- **Direction**
Count the lines in the records below that contain the word "logo", and give only that number.

- **The input**
________________
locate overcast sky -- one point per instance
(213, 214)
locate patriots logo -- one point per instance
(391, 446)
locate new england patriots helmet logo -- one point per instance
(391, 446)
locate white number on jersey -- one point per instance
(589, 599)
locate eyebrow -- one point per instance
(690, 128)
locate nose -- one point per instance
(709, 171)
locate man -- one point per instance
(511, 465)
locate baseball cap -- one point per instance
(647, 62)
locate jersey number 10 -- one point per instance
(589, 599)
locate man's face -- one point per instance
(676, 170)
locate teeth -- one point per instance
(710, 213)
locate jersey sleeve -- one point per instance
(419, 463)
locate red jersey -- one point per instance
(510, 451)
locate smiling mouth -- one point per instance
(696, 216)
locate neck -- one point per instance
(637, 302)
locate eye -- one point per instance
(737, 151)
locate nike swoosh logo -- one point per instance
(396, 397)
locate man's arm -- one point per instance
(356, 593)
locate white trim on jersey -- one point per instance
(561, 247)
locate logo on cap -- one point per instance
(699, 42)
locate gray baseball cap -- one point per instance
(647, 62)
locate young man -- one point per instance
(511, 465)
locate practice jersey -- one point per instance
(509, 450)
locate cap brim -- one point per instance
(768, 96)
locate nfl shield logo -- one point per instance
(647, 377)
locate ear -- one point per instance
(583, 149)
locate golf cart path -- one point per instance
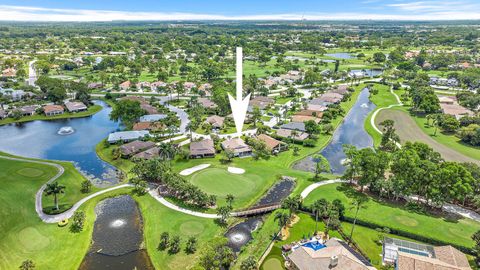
________________
- **Answer to the exercise**
5